╭─ EXTRAIT DU TEXTE
« L’identité malheureuse » d’Alain Finkielkraut
Publié Par Francis Richard, le 12 décembre 2013 dans Lecture, PhilosophieTout au long de ce voyage en « identité malheureuse », Alain Finkielkraut entend faire la preuve qu’ « on peut éviter le politiquement correct sans tomber dans le politiquement abject ».
Par Francis Richard.
En mai 1968, Alain Finkielkraut terminait son année de khâgne au lycée Henri IV, je terminais mon année de terminale dans le même établissement. Nous n’étions donc pas loin l’un de l’autre, du moins géographiquement.
Mais, nous étions fort éloignés dans le domaine de la pensée, puisque, pour lui, mai 1968 était un moment de grâce, alors que, pour moi, il s’agissait d’un moment de disgrâce, où je mettais dans le même panier partisans et adversaires de ce gâchis d’enfant gâtés.
Car, si rien de ce qui est humain ne m’est étranger, comme l’écrivait Térence, j’abomine cependant tous ceux qui, parmi mes semblables, sont des idéologues ou des sectaires. Comme je ne suis pas méchant de nature, je ne leur réserve toutefois qu’un châtiment spirituel, celui de les combattre par des arguments, en me gardant bien de toute attaque ad hominem.
Alain Finkielkraut a changé. Aujourd’hui il souffre face à l’immigration qui compenserait « providentiellement la baisse de la natalité sur le Vieux Continent », parce qu’en fait les individus ne sont pas interchangeables, parce que les modes de vie finissent par se heurter et parce que, du coup, la crise éclate.
╰─
• CONSIGNE
Restituez à l'identique le passage du compte rendu sur « L'identité malheureuse » qui commence aux mots « Alain Finkielkraut a » et s'arrête après les mots « la crise éclate. ».
╭─ LIGNES DE DONNÉES
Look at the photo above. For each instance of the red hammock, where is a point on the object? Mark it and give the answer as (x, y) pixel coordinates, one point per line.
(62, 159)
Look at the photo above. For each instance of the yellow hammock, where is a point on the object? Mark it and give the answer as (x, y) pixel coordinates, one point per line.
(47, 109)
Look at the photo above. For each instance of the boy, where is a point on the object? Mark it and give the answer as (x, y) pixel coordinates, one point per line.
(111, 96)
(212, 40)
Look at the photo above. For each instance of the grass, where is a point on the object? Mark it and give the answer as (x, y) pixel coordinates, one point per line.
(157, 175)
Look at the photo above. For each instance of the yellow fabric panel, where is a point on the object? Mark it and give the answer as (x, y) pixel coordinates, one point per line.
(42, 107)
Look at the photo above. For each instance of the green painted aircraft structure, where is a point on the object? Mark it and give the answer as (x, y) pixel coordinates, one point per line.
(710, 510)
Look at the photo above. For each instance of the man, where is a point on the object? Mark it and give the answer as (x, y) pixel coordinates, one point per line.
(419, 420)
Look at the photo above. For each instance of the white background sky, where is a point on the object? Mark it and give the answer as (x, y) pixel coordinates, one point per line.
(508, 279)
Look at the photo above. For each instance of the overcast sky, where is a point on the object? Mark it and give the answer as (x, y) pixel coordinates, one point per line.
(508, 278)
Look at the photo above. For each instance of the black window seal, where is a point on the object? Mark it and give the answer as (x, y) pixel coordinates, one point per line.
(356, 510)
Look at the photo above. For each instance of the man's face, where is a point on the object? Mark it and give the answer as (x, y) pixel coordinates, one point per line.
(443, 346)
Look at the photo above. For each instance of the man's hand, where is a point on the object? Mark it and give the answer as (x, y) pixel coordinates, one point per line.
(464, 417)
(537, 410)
╰─
• RÉSULTAT CI-DESSOUS
Alain Finkielkraut a changé. Aujourd’hui il souffre face à l’immigration qui compenserait « providentiellement la baisse de la natalité sur le Vieux Continent », parce qu’en fait les individus ne sont pas interchangeables, parce que les modes de vie finissent par se heurter et parce que, du coup, la crise éclate.